**Provided text**
········

Ms 2k8r2 cluster and iscsi issues

tbaror · Mar 20, 2013

Hello All,

We currently have 3node MS 2k8r2 cluster that based on FREENAS 8.3 P1, this cluster is used for 3~4 years already without any issue
Since yesterday we having serious issues with the cluster working on-off and some SQL instances want work at all , in the beginning i tought its the iscsi switched and it where replaced
But still we have same issues , i checked all connection and settings nothing seems to be changed , i do see iscsi errors on Freenas console but i really don't have a clue what could cause of this error.
I really need help on it , any advice would be appreciated , i attached screenshot from Freenas console
Please advice
Thanks

Skud · Mar 27, 2013

tbaror said:
Hello All,

We currently have 3node MS 2k8r2 cluster that based on FREENAS 8.3 P1, this cluster is used for 3~4 years already without any issue
Since yesterday we having serious issues with the cluster working on-off and some SQL instances want work at all , in the beginning i tought its the iscsi switched and it where replaced
But still we have same issues , i checked all connection and settings nothing seems to be changed , i do see iscsi errors on Freenas console but i really don't have a clue what could cause of this error.

········

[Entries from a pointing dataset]
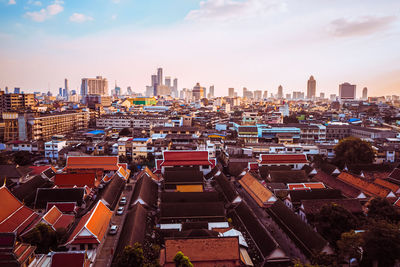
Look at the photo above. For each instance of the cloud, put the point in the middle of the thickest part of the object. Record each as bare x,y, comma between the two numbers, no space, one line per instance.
223,10
80,18
34,3
46,13
361,26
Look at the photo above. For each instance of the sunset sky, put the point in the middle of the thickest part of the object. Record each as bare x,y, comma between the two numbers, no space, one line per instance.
258,44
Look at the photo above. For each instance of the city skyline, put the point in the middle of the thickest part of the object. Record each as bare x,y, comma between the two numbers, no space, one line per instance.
252,43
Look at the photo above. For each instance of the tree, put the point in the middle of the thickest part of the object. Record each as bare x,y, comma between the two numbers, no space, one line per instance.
333,220
381,209
181,260
350,246
353,150
381,244
125,132
131,256
43,237
290,119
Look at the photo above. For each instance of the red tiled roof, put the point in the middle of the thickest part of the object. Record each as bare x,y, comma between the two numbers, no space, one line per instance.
204,250
75,179
96,222
369,188
67,259
62,206
35,170
109,163
14,216
283,158
186,156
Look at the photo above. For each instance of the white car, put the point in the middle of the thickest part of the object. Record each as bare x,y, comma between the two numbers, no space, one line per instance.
120,211
113,229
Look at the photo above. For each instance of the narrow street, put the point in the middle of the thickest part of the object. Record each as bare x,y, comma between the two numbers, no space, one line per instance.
283,240
106,252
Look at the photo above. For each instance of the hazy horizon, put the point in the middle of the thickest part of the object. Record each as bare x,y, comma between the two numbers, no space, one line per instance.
258,44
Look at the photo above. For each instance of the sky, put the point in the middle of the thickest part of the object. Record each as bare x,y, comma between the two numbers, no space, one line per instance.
258,44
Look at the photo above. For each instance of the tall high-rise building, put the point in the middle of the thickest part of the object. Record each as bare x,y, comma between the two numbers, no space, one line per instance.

········

**Challenge**
From the first post in the cluster thread, list every problem the poster says they are seeing.

**The reply**
- The cluster is working on and off.
- Some SQL instances won't work at all.
- iSCSI errors appear on the FreeNAS console.